**DATA IN THIS EXERCISE**
-.-.-

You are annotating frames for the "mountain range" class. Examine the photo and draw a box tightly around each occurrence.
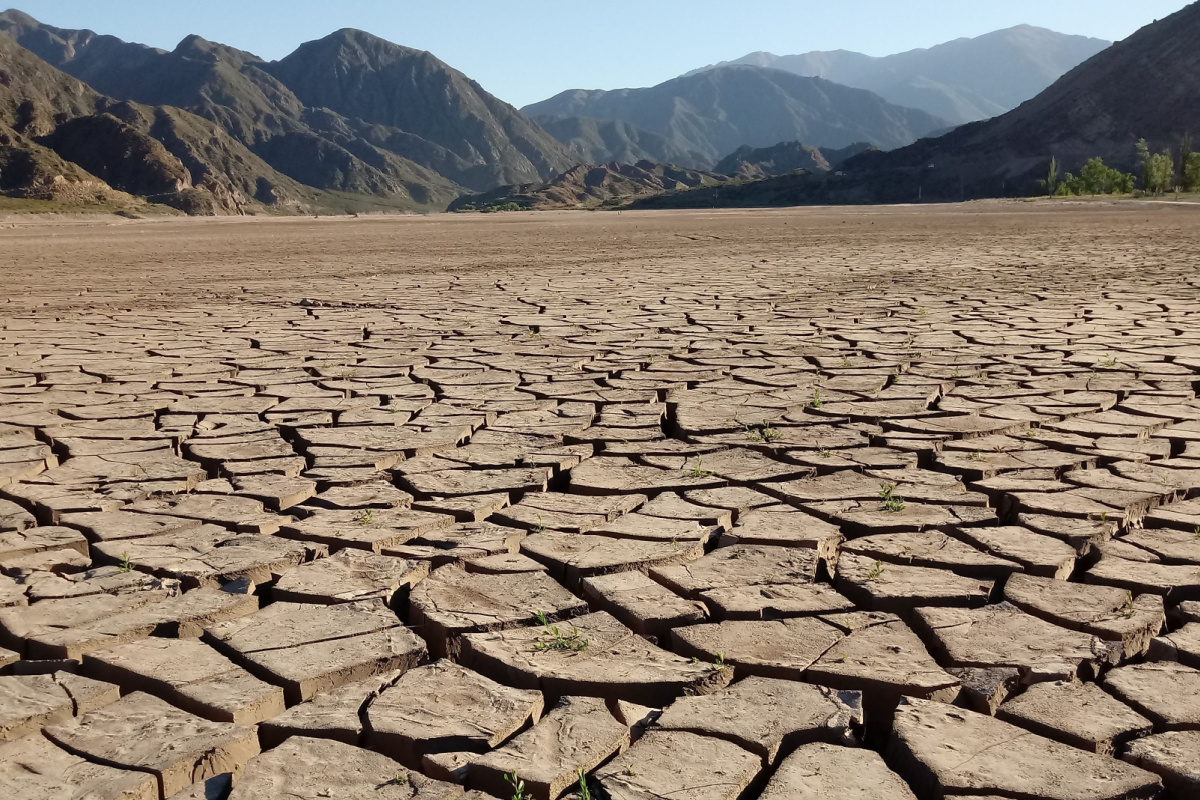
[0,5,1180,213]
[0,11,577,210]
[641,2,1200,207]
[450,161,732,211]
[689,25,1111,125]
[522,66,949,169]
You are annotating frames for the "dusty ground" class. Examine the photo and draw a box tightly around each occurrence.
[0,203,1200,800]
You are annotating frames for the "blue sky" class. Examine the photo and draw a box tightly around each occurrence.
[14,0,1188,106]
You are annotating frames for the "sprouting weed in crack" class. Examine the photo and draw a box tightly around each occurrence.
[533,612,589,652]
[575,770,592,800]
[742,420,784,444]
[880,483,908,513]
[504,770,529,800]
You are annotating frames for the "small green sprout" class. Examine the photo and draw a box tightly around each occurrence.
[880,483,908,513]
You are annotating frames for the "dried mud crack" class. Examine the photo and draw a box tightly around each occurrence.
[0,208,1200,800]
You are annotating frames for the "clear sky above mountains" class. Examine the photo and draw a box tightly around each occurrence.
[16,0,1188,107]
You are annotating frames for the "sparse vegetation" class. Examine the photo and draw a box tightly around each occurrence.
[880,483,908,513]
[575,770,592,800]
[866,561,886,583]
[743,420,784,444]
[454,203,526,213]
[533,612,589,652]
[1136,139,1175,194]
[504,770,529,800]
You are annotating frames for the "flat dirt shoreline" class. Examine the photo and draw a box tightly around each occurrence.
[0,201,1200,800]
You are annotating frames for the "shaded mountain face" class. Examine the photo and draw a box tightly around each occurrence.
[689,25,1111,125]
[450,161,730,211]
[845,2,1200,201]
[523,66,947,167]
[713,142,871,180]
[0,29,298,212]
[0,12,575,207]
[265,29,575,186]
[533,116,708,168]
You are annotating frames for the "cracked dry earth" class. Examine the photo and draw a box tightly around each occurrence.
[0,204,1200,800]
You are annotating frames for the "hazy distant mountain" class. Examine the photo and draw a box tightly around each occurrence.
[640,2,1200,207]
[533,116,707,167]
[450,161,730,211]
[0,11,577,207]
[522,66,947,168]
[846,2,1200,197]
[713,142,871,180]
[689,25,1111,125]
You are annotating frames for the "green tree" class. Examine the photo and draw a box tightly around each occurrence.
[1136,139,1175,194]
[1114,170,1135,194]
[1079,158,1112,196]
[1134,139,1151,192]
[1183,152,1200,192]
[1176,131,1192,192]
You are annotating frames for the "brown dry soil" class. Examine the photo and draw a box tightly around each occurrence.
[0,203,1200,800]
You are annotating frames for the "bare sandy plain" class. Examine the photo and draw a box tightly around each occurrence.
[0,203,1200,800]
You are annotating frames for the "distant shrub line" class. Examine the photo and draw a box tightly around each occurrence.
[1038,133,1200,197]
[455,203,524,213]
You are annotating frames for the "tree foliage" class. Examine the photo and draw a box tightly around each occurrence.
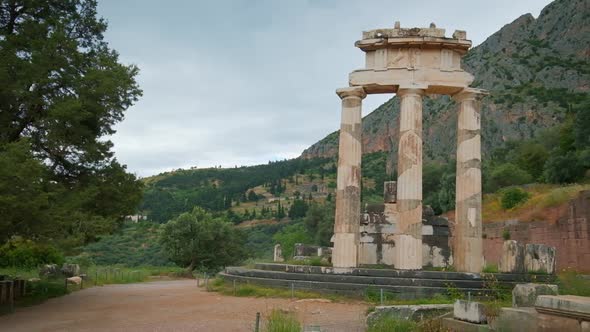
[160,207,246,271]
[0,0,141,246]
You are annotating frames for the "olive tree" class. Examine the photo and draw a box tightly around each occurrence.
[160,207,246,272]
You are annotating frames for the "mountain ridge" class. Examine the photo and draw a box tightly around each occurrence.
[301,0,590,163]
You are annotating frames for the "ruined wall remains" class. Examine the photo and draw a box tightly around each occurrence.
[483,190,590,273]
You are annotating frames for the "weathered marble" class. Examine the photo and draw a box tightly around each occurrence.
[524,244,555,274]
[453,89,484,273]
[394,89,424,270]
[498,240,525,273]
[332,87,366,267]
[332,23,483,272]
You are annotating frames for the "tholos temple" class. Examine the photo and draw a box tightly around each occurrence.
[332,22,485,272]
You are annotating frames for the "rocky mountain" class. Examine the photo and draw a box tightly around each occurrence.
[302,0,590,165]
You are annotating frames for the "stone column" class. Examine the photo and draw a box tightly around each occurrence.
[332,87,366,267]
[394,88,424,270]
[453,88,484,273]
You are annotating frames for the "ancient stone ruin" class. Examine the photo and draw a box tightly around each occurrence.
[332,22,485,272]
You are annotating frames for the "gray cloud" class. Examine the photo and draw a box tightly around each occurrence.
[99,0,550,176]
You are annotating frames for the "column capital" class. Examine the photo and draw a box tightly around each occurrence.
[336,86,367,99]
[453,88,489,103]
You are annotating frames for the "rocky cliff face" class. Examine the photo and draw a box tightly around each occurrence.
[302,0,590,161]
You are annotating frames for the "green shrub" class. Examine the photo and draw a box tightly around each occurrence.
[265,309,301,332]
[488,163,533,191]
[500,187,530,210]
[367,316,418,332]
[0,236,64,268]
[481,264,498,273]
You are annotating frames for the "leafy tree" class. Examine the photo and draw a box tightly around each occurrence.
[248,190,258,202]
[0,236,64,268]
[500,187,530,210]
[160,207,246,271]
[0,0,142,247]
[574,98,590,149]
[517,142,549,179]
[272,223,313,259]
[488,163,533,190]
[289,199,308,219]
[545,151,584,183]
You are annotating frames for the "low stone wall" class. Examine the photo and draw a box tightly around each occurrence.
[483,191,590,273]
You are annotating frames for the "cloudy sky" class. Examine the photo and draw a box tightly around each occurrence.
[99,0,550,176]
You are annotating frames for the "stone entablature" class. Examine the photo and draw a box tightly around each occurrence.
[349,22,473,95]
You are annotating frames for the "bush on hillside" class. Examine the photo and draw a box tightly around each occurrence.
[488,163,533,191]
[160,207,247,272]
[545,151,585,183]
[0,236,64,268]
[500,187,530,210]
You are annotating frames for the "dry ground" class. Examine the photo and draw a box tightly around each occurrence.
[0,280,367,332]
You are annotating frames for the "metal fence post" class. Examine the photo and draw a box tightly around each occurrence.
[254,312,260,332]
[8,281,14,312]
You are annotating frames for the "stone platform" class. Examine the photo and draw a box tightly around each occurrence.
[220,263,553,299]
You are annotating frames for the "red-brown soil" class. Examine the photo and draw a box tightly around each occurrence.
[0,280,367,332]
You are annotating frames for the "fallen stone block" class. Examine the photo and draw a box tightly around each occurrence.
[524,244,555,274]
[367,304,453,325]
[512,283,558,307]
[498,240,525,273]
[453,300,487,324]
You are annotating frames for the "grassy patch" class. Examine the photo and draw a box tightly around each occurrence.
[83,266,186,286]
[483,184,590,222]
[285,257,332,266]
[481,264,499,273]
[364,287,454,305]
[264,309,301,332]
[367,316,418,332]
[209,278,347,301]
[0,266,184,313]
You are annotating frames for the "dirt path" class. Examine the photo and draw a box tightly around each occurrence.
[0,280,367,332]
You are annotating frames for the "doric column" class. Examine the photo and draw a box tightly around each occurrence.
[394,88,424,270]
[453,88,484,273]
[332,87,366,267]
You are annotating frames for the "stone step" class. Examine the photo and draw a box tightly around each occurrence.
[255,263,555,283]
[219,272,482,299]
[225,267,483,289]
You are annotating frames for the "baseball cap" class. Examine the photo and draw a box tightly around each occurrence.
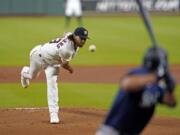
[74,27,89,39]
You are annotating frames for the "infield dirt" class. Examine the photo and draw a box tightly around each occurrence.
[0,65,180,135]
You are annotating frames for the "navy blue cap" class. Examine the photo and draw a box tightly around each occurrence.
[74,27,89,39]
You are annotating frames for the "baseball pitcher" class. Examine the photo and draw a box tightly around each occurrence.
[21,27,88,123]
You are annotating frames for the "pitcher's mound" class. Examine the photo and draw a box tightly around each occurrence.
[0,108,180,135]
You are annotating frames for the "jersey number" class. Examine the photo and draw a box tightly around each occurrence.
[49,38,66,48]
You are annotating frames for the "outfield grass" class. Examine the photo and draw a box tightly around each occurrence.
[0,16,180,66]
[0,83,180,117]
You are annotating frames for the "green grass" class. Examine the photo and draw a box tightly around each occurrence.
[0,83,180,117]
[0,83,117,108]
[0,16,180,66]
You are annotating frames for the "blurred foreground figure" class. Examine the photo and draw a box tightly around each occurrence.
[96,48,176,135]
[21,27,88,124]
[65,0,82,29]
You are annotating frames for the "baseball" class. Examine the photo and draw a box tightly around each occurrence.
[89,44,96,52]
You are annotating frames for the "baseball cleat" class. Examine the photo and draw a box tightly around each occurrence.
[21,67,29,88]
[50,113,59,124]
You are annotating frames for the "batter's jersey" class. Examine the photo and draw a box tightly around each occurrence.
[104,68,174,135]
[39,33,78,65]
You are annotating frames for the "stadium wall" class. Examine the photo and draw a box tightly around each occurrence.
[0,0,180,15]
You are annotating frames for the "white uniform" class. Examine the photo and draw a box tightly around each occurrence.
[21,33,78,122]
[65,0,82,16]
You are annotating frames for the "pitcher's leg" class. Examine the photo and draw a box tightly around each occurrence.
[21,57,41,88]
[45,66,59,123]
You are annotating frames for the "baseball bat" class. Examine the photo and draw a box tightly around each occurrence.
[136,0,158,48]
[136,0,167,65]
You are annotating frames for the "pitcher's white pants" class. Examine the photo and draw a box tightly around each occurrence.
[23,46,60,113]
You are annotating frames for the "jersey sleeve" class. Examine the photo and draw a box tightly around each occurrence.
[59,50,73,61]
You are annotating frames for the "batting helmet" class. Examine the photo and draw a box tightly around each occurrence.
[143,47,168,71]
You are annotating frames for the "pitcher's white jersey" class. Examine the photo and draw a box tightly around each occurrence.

-.-.-

**GIVEN EXERCISE**
Retype everything from the beginning of the material down through the line that contains "[14,0,1188,106]", including that line, and leave out any pictures.

**ANSWER FOR THIS EXERCISE**
You are annotating frames for the "mountain range" class. Examine the photo and draw a box tightly around each occurrence.
[0,5,1180,213]
[0,11,577,210]
[641,2,1200,207]
[450,161,732,211]
[689,25,1111,125]
[522,66,949,169]
You are annotating frames for the "dusty ground" class. Examine the photo and draw a box tightly around each occurrence.
[0,203,1200,800]
You are annotating frames for the "blue sky" class. Examine the photo and draw a box tightly around each occurrence.
[14,0,1188,106]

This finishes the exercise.